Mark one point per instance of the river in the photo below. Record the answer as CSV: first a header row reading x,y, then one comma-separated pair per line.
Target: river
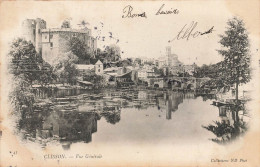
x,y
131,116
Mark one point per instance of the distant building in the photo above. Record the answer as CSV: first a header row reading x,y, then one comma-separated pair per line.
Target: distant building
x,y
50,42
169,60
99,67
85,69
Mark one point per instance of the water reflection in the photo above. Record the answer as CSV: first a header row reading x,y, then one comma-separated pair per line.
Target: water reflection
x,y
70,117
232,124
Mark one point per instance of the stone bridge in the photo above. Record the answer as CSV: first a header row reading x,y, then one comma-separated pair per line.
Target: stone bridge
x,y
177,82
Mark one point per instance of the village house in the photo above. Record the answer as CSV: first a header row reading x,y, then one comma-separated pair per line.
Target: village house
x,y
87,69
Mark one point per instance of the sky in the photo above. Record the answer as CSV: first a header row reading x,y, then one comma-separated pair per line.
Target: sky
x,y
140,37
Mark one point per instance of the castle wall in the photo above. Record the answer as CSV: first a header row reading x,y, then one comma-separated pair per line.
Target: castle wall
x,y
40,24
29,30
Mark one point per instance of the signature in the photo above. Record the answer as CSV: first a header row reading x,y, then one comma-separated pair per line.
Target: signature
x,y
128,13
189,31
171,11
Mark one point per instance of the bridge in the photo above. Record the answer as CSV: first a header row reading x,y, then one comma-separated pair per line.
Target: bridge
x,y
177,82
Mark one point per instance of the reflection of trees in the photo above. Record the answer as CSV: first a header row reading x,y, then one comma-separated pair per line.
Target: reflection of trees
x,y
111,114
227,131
□ □ □ □ □
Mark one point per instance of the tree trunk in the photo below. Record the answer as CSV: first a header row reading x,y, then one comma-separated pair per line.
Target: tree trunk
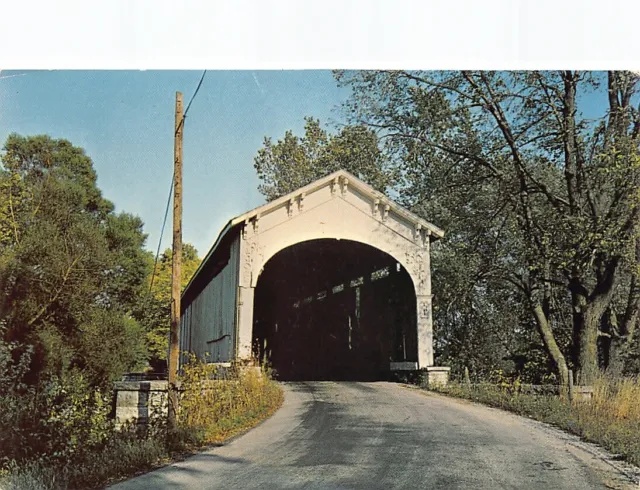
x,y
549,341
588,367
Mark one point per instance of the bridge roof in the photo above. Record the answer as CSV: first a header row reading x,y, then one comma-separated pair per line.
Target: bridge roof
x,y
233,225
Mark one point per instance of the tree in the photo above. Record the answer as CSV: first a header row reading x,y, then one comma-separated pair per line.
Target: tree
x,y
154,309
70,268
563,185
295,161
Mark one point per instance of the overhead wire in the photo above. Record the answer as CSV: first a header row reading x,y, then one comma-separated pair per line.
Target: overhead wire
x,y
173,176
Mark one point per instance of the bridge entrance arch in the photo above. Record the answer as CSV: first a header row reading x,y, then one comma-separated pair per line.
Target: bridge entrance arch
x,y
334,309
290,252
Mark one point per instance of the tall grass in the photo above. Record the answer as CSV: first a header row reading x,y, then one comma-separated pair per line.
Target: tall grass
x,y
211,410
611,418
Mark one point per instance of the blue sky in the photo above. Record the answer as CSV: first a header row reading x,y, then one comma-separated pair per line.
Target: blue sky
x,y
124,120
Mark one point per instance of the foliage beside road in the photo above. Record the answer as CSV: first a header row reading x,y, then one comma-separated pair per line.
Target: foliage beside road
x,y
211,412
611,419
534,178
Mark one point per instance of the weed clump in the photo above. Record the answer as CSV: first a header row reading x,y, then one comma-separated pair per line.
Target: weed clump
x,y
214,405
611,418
□ □ □ □ □
Task description → Count the lines in the rows above that contain the string "road", matching case exactly. Reply with the number alone.

Solution to this exercise → 2